It’s been suggested that Obama’s subsequent offering of an “ironclad guarantee” for US defense of the Philippines, and his description of PH as “America’s oldest ally” would have been turned down by US negotiators had such language been requested by us in the defense cooperation agreement.
Our government could have avoided the false hopes had there been expert and thorough review of Obama’s foreign policy positions and the security strategy of his administration.
But this was apparently not provided by our Department of Foreign Affairs, our defense department, and by our embassy in Washington. Our negotiating panel was strictly an amateur’s club.
Leading from behind
US foreign policy and security thinking can be readily gleaned in Washington analysis and documents, specifically;
1. Major articles and analyses on the obama Doctrine – available in books and periodicals.
2. Obama’s National Security Strategy – a 10,000-word document, required by US law, detailing the policies, goals and objectives of US security strategy.
The influential Washington Post columnist Charles Krauthammer says “leading from behind” is “an accurate description of a foreign policy of hesitation, delay and indecision, marked by plaintive appeals to the (fictional) ‘international community’ to do what only America can.”
“Leading from behind,” first coined by an Obama adviser, rests on two unspoken beliefs, says Ryan Lizza of the New Yorker. First, that the relative power of the US is declining, as rivals like China rise, and second, that the US is reviled in many parts of the world.

→ Data to use:
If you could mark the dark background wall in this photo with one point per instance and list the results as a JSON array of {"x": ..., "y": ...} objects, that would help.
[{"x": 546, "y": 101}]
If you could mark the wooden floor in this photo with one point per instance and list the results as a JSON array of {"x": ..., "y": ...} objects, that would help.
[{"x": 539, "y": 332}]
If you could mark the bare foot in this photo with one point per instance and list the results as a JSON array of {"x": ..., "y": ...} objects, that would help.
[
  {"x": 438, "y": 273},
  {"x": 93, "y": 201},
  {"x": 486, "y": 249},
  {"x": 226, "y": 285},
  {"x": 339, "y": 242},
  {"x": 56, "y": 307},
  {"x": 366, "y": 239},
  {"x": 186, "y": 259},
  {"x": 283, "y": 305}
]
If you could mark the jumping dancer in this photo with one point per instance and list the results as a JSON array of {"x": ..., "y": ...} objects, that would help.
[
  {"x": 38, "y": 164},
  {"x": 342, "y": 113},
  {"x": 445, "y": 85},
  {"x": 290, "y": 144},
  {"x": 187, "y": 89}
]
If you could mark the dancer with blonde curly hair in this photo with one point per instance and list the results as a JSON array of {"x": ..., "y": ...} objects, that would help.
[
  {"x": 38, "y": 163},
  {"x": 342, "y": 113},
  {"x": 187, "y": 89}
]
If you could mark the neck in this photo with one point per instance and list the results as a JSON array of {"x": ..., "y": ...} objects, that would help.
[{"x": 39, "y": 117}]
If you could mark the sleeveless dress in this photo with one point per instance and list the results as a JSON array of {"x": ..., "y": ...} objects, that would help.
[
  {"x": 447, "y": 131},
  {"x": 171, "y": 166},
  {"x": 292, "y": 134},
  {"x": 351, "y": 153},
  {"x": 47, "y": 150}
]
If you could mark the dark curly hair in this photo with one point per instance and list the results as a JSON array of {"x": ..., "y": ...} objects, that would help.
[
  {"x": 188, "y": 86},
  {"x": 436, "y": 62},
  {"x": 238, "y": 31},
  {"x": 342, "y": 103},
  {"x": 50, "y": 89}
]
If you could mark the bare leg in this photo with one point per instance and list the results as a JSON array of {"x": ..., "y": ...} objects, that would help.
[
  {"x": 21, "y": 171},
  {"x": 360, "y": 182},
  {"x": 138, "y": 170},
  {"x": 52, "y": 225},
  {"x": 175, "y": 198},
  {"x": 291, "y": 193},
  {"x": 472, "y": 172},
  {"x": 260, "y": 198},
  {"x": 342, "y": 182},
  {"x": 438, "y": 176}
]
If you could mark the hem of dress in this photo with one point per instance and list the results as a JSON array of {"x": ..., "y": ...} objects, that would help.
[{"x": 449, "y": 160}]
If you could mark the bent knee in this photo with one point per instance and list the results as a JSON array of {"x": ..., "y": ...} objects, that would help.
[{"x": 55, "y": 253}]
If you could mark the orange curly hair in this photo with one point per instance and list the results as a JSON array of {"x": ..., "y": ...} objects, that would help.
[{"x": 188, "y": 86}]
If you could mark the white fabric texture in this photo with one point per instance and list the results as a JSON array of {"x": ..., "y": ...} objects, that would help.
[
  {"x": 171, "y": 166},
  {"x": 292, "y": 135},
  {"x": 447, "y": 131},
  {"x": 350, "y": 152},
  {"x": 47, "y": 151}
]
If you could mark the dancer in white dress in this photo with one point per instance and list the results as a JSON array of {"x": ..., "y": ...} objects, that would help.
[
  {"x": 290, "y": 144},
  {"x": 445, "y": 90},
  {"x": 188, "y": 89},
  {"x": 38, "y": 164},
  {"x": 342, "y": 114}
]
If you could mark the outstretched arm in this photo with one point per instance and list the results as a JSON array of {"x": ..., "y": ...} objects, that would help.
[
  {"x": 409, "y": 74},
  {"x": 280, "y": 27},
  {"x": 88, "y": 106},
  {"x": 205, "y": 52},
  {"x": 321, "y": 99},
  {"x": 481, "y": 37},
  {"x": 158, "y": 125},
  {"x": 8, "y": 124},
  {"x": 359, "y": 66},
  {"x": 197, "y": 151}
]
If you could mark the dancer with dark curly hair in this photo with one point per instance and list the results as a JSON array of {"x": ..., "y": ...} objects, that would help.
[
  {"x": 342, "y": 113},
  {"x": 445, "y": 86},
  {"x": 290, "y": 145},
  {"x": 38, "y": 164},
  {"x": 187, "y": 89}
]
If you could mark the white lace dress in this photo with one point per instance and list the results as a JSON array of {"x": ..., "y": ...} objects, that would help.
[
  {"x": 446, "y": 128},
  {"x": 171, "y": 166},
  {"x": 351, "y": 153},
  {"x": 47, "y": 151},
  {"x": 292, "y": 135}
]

→ Tasks to carry out:
(1) How long is Obama's National Security Strategy, according to the commentary on Obama's foreign policy?
(2) Please gather every line of the listing that contains the string "dress". Case counts.
The commentary on Obama's foreign policy and the listing come from different sources.

→ Worked solutions:
(1) 10,000 words.

(2)
If you could mark the sleeveless dress in this photo with one point per instance and list the results as a JSON array of {"x": ..., "y": ...} objects, that would help.
If you could mark the hem of dress in this photo with one point per instance and list the results as a JSON array of {"x": ..., "y": ...} objects, that would help.
If you could mark the dancer in white dress in this photo with one point per instance and list the results as a JSON array of {"x": ..., "y": ...} objects, that would help.
If you could mark the white lace dress in this photo with one point per instance and list the results as a JSON array of {"x": ..., "y": ...} objects, that would help.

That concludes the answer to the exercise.